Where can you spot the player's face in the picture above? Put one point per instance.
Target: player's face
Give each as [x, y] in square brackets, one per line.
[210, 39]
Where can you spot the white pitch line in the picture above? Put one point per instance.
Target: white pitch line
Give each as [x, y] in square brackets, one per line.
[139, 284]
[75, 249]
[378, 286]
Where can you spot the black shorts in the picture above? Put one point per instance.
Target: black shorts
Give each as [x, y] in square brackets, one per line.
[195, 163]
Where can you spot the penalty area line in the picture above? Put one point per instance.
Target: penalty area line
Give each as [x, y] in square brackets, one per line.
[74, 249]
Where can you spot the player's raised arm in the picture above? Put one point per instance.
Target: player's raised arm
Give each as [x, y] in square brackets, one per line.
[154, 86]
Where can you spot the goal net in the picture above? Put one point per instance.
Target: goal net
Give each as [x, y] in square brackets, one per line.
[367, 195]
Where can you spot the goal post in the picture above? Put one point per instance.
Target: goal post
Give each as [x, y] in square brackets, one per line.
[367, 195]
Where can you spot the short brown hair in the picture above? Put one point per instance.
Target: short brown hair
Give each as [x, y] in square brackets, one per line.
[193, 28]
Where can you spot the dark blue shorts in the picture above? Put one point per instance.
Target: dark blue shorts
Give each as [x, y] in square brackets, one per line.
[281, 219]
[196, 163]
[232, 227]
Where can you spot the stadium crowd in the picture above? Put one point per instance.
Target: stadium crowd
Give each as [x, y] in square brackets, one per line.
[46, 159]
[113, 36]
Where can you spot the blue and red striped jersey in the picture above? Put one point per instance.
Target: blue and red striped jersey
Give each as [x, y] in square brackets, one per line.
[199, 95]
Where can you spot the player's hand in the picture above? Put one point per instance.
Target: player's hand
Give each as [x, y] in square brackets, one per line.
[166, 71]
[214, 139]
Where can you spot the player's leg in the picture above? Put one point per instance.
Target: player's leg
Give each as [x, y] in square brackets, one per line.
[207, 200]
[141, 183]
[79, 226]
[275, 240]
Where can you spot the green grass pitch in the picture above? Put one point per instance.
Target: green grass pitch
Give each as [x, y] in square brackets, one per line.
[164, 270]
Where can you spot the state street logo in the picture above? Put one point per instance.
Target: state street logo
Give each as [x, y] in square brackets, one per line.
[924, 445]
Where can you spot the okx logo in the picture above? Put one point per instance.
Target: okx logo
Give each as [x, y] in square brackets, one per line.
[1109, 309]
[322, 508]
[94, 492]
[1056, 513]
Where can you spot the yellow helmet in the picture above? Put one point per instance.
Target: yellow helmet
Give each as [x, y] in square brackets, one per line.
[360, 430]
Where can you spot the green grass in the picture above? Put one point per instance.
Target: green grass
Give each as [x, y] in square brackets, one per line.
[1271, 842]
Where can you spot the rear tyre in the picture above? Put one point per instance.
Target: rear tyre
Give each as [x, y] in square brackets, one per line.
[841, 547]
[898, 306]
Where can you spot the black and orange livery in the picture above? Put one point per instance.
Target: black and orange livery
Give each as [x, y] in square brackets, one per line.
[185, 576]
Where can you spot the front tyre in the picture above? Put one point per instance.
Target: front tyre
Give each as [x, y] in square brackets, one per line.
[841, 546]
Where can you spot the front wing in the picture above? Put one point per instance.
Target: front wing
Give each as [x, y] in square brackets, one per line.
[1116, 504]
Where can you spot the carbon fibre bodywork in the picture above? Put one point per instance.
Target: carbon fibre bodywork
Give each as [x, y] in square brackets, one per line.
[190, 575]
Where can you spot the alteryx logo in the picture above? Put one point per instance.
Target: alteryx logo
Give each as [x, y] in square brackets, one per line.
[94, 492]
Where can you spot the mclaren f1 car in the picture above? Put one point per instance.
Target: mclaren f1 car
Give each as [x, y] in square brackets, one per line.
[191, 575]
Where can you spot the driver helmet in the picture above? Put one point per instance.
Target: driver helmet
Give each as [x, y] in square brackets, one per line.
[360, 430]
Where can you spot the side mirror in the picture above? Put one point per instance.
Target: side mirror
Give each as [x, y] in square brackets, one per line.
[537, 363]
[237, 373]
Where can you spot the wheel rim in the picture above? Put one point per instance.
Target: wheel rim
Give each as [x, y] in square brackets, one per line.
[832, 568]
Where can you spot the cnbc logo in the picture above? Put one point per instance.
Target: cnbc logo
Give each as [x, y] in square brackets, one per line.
_____
▸ **Problem to solve**
From the first entry above to the last, repeat everything exactly.

▸ **Answer for the task**
Where can you spot the player's face in the picture above? Put one point per instance.
Target: player's face
Give each as [x, y] in square brackets, one per line.
[210, 39]
Where can you spot the white pitch line in the picture above? Put one point per instance.
Target: white pitch line
Give each as [x, y] in square brackets, one per line.
[139, 284]
[75, 249]
[378, 286]
Where can you spot the black shorts in the picture above? Put one point per instance.
Target: black shorts
Give each as [x, y] in square brackets, one per line.
[195, 163]
Where can you spot the penalty area line in the picture above? Put one point per instance.
Target: penalty area line
Give each as [x, y] in square brackets, one per line.
[74, 249]
Where can you spot the player's raised arm in the picture above? Put one point per instance.
Target: player's raised arm
Give each as [x, y] in square brackets, one per line.
[154, 86]
Where can you spot the goal net in the picture above? Put one point per instance.
Target: goal net
Give each as [x, y] in square brackets, one per line.
[367, 195]
Where can you spot the goal post in the picture above? Put one point per instance.
Target: goal post
Give each as [x, y] in square brackets, one per line.
[367, 195]
Where can you spot the short brown hair in the picture above? Put one point per instance.
Target: short brown hair
Give each as [x, y] in square brackets, one per line.
[193, 28]
Where can you spot the dark blue shorts in the picture above? Put one point per instance.
Target: dark blue shorts
Give each as [x, y] in square brackets, one per line.
[281, 219]
[196, 163]
[232, 227]
Where can you spot the stadium crowd in the picture above? Put one point per instance.
Target: stadium crowd
Give each as [x, y] in square brackets, one per line.
[46, 159]
[113, 36]
Where can you spot the blue and red striped jersey in the picture above? Put one point per instance.
Target: blue and red striped jersey
Give each as [x, y] in square brackets, one per line.
[199, 95]
Where can you spot the player's hand in the picture above? Put one point per instance.
Target: player's hand
Give each as [x, y] in square brackets, one per line.
[166, 71]
[214, 139]
Where can you spot the player's leg in the picture above? Put one point per instance.
Target: player's leg
Give each as [x, y] in square brackets, one per line.
[207, 200]
[141, 183]
[79, 226]
[275, 240]
Where can you spot the green grass pitch in the picture above? Put one point per instance.
Target: green grass pitch
Give each as [x, y] in square brackets, one per line.
[164, 270]
Where can you spot the state street logo in the picture above? Put one point per instance.
Target: state street logo
Give each as [x, y] in square brackets, one per line.
[924, 445]
Where can you spot the okx logo in the picture above? Put one point per instance.
Target: okx logo
Give each as [x, y] in square brackets, one per line.
[1109, 309]
[322, 508]
[94, 492]
[1056, 513]
Where can you spot the yellow helmet in the picture above? Put one point per instance.
Target: yellow helmet
Give each as [x, y] in square brackets, one per line.
[360, 430]
Where can you spot the green grass in the picture above? Put one point per instance.
Target: green grass
Give each as [x, y] in square brackets, one per line.
[1271, 842]
Where can you spot the rear tyre in the picture above? Put one point per instance.
Target: rear tyre
Give each as [x, y] in square brackets, one per line.
[841, 547]
[898, 306]
Where can you spot the black and orange livery in the picture above? Put one point per instance.
Target: black and orange livery
Give each as [x, y] in square brackets, one per line.
[185, 576]
Where can you spot the front tyre in the picture above? Put one point per instance.
Target: front tyre
Give each as [x, y] in square brackets, one per line.
[841, 546]
Where can you spot the front wing in the picture above? Put one point per instance.
Target: front wing
Give each as [x, y] in square brackets, one per line.
[1116, 504]
Where can you spot the carbon fibre bodywork in the picture above? Put one point per instance.
Target: carbon fibre bodywork
Give each as [x, y] in square brackets, one per line.
[190, 575]
Where can you spot the alteryx logo in the picture above? Put one point per instance.
Target: alteryx logo
Give each as [x, y] in square brackets, one per line.
[94, 492]
Where can you spot the mclaren f1 car in the picture above? Put one point per instance.
Target: mclaren f1 car
Give each as [x, y] in square brackets, one per line.
[191, 575]
Where can you spot the driver helmet in the picture above? Put one point per instance.
Target: driver helmet
Give each as [x, y] in square brackets, one per line.
[360, 430]
Where can you spot the side mirror in the picture above? Put one point per instance.
Target: side mirror
Give each as [x, y] in square brackets, one per line.
[537, 363]
[237, 373]
Where can you spot the wheel rim in the picture above? Put one point per instance.
Target: wheel rim
Give each as [x, y] in square brackets, one per line.
[832, 568]
Where can you spot the cnbc logo in the picture above? Put one point per instance.
Target: cnbc logo
Give each as [x, y] in square brackets, one per line.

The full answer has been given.